Task to carry out:
Find "the stone quay" in the material below, then copy that line and every subsequent line to the end, exactly.

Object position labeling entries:
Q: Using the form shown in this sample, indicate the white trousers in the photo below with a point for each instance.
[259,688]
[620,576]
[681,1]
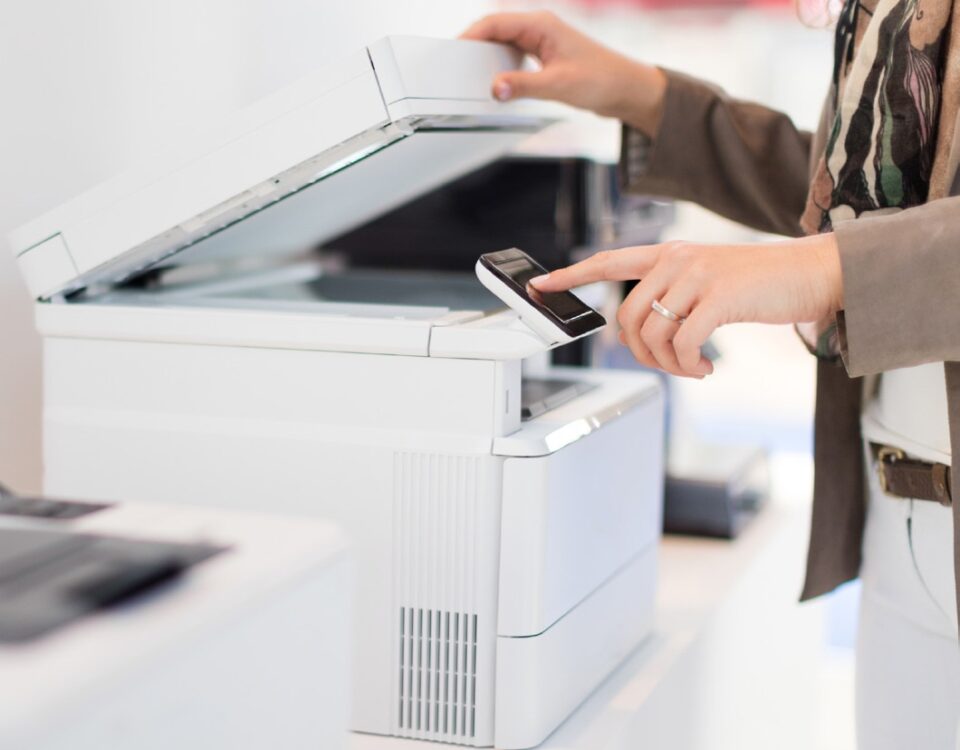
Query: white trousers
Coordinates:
[908,657]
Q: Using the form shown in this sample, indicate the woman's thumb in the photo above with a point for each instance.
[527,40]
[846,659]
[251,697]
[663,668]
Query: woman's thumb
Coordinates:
[516,84]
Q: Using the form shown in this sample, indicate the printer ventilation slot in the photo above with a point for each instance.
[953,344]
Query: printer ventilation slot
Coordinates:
[438,673]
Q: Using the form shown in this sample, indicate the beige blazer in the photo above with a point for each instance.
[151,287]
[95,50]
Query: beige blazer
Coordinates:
[901,277]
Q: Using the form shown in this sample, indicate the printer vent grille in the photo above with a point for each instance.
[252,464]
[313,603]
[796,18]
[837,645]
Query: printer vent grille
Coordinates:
[438,673]
[440,563]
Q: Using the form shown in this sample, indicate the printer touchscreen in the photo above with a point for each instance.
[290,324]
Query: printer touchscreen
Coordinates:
[515,269]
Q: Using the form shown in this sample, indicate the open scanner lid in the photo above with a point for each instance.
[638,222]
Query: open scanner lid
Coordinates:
[319,157]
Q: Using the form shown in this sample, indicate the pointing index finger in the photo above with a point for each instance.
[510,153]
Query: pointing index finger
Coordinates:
[610,265]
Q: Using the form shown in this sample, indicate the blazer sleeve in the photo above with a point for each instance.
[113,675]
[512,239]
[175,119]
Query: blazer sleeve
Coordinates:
[901,288]
[741,160]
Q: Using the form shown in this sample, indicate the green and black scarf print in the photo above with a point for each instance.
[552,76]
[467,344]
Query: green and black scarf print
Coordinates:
[884,112]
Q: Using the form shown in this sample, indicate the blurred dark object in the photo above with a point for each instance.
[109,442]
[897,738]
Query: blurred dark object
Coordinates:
[558,210]
[715,489]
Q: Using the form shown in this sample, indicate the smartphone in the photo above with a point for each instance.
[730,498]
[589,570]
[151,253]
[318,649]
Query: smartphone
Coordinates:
[557,317]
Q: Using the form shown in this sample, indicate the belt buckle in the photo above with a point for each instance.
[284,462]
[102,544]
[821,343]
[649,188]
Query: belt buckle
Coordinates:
[885,453]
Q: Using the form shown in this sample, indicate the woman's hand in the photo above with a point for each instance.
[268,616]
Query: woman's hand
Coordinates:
[708,286]
[574,69]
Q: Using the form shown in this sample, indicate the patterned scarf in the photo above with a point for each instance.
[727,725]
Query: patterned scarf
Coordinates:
[892,109]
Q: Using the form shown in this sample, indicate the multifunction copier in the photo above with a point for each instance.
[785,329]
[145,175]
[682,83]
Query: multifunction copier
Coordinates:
[504,513]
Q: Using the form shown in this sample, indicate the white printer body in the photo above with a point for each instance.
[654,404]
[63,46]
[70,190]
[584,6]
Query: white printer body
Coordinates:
[505,565]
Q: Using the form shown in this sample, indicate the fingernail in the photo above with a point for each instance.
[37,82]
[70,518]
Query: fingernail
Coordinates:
[538,280]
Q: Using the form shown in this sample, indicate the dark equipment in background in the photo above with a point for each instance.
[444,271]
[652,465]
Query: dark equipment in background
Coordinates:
[558,209]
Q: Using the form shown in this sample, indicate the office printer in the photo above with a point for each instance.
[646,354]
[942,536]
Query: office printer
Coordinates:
[103,645]
[506,564]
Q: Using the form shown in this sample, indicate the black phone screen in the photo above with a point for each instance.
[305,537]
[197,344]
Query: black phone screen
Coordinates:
[516,269]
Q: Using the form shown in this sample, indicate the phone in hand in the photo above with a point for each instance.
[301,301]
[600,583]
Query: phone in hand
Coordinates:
[557,317]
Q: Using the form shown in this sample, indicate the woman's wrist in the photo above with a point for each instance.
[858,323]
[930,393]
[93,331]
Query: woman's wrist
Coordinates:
[828,256]
[639,99]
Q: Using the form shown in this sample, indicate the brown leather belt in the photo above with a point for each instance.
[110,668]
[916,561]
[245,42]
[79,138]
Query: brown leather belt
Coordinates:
[905,477]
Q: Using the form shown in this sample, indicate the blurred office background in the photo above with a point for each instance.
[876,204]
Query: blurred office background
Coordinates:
[87,87]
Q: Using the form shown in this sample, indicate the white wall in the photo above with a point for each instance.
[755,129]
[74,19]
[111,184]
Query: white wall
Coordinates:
[87,86]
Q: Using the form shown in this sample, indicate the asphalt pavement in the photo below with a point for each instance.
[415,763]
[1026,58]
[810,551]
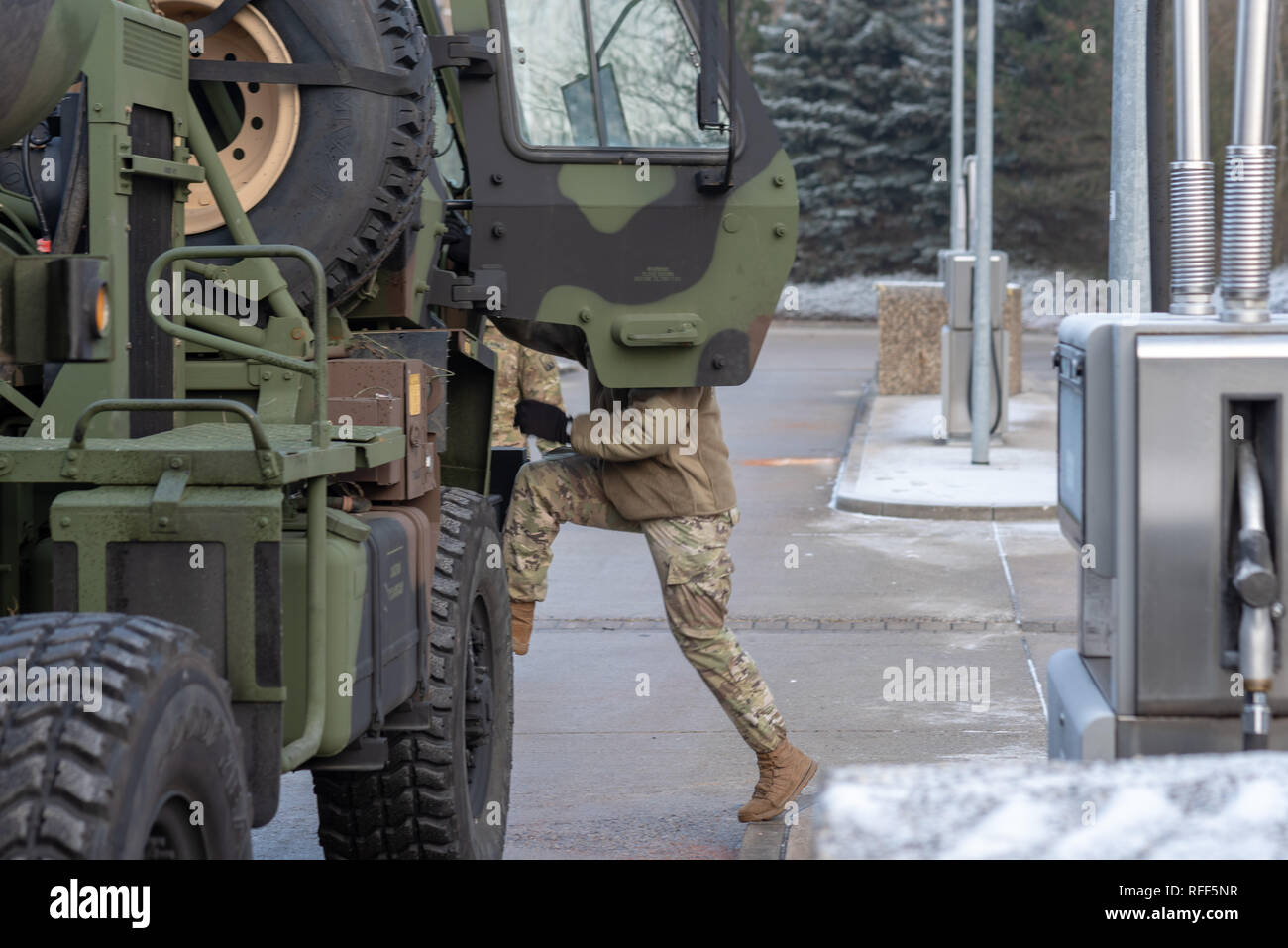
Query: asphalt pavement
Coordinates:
[621,751]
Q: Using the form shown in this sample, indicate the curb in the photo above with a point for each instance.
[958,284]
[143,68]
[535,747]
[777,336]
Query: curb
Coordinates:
[846,498]
[780,840]
[930,511]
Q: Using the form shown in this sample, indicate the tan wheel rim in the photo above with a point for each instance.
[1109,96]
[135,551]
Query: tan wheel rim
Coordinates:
[259,153]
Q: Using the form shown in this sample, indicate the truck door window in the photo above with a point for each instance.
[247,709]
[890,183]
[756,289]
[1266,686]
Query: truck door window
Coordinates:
[647,64]
[549,54]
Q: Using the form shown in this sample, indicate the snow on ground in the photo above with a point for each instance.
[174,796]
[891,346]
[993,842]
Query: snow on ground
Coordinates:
[1192,806]
[855,298]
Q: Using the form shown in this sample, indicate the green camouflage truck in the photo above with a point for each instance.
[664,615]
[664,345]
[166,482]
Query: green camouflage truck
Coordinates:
[249,507]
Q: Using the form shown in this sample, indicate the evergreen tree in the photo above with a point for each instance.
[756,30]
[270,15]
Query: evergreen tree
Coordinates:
[863,106]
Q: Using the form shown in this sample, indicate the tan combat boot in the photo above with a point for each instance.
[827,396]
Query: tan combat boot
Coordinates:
[520,626]
[784,775]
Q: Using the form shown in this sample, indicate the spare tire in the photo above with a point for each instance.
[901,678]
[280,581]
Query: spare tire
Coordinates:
[347,181]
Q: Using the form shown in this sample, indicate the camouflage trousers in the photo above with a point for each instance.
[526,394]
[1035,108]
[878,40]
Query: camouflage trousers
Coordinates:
[694,567]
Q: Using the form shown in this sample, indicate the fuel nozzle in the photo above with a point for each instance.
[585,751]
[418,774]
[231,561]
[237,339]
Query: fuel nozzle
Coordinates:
[1253,579]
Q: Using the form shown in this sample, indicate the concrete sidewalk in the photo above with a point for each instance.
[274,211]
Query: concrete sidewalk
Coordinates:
[896,468]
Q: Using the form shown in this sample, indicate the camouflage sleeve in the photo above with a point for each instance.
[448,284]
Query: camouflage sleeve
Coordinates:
[596,438]
[549,338]
[539,377]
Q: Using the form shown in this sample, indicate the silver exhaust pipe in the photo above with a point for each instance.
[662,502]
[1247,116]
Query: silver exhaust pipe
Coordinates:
[1248,214]
[1193,174]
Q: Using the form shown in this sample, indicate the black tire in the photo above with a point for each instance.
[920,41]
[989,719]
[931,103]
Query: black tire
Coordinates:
[121,782]
[446,791]
[351,226]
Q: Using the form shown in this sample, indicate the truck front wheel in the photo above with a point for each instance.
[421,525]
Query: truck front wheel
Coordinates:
[116,742]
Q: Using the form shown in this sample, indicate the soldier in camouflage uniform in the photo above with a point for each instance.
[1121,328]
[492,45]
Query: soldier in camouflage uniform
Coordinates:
[679,494]
[520,372]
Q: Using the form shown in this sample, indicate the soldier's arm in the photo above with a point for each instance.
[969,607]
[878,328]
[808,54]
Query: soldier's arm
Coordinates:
[593,437]
[539,377]
[545,337]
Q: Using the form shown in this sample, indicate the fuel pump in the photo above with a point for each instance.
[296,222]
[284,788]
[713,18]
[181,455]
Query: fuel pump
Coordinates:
[1172,476]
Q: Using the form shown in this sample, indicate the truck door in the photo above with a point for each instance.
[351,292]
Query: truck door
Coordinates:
[600,202]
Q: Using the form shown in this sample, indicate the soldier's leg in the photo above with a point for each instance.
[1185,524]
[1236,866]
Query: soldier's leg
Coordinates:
[694,567]
[548,493]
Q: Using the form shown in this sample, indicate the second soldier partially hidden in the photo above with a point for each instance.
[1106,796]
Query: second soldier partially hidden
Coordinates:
[681,496]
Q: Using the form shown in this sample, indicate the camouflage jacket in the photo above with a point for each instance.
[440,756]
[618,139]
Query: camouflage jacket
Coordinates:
[520,372]
[666,460]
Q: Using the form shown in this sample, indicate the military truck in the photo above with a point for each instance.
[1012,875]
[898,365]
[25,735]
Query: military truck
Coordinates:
[249,511]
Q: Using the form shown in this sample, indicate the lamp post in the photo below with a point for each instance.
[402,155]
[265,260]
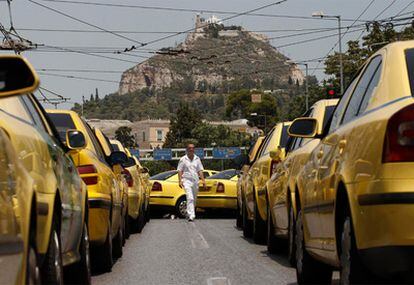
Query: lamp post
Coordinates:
[321,15]
[265,120]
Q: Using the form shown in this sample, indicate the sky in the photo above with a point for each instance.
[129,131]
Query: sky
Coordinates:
[106,73]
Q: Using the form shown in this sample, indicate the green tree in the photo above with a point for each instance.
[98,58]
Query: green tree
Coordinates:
[181,125]
[123,134]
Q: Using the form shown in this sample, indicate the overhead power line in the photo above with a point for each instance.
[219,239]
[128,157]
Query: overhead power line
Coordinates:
[191,10]
[86,23]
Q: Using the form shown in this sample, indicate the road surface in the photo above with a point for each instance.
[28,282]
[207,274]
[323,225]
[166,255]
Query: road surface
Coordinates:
[208,251]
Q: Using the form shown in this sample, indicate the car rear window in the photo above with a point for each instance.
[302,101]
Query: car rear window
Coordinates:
[284,137]
[62,122]
[226,174]
[409,58]
[164,175]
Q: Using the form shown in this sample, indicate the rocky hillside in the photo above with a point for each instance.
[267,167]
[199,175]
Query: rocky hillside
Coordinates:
[216,59]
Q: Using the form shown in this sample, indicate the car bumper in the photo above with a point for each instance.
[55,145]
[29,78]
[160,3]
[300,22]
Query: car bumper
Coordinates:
[99,213]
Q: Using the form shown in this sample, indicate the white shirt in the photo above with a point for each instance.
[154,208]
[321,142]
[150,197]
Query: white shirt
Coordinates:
[190,168]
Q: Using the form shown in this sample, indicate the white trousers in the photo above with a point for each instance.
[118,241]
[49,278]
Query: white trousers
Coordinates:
[191,190]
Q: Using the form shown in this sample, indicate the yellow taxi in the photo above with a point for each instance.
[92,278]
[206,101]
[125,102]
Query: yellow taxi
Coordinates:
[220,191]
[136,190]
[104,192]
[50,221]
[283,183]
[118,170]
[241,183]
[356,190]
[254,209]
[166,193]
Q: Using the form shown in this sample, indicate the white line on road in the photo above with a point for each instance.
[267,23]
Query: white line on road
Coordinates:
[218,281]
[196,238]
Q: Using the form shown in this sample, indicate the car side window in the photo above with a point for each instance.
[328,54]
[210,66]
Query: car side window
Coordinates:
[34,113]
[360,90]
[370,90]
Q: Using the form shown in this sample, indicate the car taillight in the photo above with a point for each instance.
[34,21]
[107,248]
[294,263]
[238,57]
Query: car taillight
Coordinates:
[128,177]
[156,186]
[88,169]
[273,167]
[220,188]
[399,137]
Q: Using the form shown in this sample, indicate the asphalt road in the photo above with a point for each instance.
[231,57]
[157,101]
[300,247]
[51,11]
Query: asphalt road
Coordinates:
[208,251]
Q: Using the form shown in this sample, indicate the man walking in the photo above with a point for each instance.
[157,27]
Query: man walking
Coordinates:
[190,169]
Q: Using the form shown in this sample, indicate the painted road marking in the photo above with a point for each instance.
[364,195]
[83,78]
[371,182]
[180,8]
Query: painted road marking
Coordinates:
[218,281]
[197,239]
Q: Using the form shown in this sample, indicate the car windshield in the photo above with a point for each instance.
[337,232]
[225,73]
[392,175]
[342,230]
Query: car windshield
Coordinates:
[164,175]
[62,122]
[226,174]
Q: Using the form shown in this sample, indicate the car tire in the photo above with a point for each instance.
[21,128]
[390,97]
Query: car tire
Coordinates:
[259,227]
[181,207]
[32,267]
[103,254]
[52,268]
[247,224]
[239,218]
[80,272]
[274,244]
[117,242]
[308,269]
[352,271]
[291,238]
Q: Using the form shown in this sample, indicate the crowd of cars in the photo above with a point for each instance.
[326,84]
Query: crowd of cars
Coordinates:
[336,190]
[69,197]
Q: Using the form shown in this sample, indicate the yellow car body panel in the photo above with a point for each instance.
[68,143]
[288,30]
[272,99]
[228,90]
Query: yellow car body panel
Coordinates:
[242,181]
[171,191]
[105,196]
[348,168]
[282,185]
[260,171]
[136,193]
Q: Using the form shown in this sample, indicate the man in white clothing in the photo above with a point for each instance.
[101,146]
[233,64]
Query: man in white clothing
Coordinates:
[190,170]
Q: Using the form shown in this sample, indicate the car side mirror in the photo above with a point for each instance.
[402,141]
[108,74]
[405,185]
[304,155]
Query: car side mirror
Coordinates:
[144,170]
[303,128]
[75,140]
[17,76]
[129,163]
[118,157]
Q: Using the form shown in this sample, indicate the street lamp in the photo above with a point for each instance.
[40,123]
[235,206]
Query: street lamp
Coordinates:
[256,115]
[321,15]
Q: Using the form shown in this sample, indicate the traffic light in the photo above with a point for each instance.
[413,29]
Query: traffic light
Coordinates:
[330,91]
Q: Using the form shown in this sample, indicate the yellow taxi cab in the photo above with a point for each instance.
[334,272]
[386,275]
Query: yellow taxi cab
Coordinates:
[104,192]
[254,209]
[282,185]
[118,170]
[356,190]
[136,191]
[166,193]
[52,215]
[241,182]
[220,191]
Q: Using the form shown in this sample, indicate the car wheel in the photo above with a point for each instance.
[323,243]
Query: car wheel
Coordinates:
[80,272]
[32,268]
[308,270]
[118,242]
[352,270]
[274,244]
[247,224]
[103,259]
[52,269]
[181,207]
[259,226]
[239,218]
[291,237]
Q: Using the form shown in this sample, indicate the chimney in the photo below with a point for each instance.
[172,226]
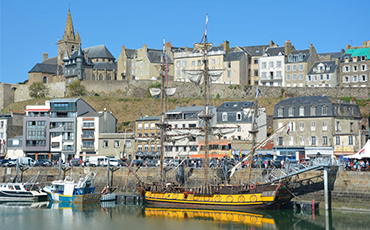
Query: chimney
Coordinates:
[226,47]
[288,48]
[44,56]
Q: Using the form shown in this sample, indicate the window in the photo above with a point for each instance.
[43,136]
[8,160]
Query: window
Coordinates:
[224,116]
[337,140]
[325,110]
[280,112]
[324,140]
[128,144]
[338,126]
[350,140]
[313,111]
[313,125]
[281,141]
[291,112]
[313,140]
[324,126]
[238,116]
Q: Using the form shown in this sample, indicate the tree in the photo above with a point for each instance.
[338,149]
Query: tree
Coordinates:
[38,90]
[76,89]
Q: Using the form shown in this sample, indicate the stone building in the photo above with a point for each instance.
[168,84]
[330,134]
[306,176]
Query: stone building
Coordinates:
[317,124]
[72,62]
[323,74]
[355,66]
[298,64]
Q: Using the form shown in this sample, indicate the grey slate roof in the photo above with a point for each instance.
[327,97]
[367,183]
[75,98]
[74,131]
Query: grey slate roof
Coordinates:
[317,101]
[331,64]
[235,106]
[274,51]
[105,65]
[255,50]
[99,52]
[306,55]
[156,118]
[234,56]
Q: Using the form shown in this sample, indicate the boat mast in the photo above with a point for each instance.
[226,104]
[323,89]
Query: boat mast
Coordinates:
[254,132]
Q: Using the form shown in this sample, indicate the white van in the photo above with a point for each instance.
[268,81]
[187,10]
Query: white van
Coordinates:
[98,161]
[27,161]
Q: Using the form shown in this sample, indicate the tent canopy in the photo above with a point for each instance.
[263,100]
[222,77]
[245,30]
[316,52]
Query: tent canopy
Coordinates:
[363,153]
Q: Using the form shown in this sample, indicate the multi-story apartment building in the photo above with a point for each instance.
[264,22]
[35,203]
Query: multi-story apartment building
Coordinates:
[240,114]
[298,64]
[90,127]
[186,118]
[192,59]
[117,145]
[355,66]
[145,143]
[323,74]
[317,125]
[142,64]
[49,131]
[11,125]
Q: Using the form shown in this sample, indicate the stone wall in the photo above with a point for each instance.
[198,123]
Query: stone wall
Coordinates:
[347,189]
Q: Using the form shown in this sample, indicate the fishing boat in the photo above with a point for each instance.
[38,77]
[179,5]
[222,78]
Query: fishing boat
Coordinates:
[212,196]
[69,191]
[17,191]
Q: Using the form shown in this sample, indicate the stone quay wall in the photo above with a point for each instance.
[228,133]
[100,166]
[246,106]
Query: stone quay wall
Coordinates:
[347,189]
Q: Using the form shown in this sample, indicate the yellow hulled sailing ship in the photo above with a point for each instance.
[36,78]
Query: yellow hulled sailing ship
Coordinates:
[220,196]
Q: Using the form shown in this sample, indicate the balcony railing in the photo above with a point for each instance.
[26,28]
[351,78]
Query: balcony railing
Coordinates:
[87,136]
[87,147]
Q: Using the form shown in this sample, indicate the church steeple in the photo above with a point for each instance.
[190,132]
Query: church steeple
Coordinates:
[69,32]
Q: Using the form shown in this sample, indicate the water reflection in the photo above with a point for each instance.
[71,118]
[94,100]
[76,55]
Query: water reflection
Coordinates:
[45,215]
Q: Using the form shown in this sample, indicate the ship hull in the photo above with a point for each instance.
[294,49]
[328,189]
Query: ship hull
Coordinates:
[260,197]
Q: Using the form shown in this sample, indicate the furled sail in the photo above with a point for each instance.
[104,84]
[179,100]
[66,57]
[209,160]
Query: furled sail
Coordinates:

Result of the exercise:
Q: Using the form shown in this sample, indicate the stone quay wall in the photo above with a point for each instance.
[228,133]
[100,166]
[246,106]
Query: stone quay wall
Coordinates:
[347,189]
Q: Using the form shown in this sample, indicate the yellow hulled sailing ship in the photo above with a point for each instance.
[36,78]
Query: yellow hulled sailing ship
Coordinates:
[220,196]
Q: Using the form shown in this sample, indicate the balcony railing in the photo above with a point for each instance.
[26,28]
[351,78]
Query: balcony railing
Coordinates:
[87,136]
[87,147]
Q: Using the form shown in this sample, indicate the church steeple in the photo above with a point for each instance.
[190,132]
Query: church steeple
Coordinates:
[69,32]
Q: Using the form shown in this sample, indicate the water reflection in the photo above with a point for each instance.
[71,118]
[94,100]
[76,55]
Query: water reflection
Coordinates:
[45,215]
Q: Using the form shown in this sample, indicate the ship hull in the photo above with a point for each instance.
[294,49]
[328,189]
Query: ship hull
Coordinates:
[260,197]
Q: Using the form shown in this sample, indicate the furled sail in the photo above with a point for each instance.
[104,84]
[179,100]
[66,57]
[209,160]
Query: furled sail
Coordinates:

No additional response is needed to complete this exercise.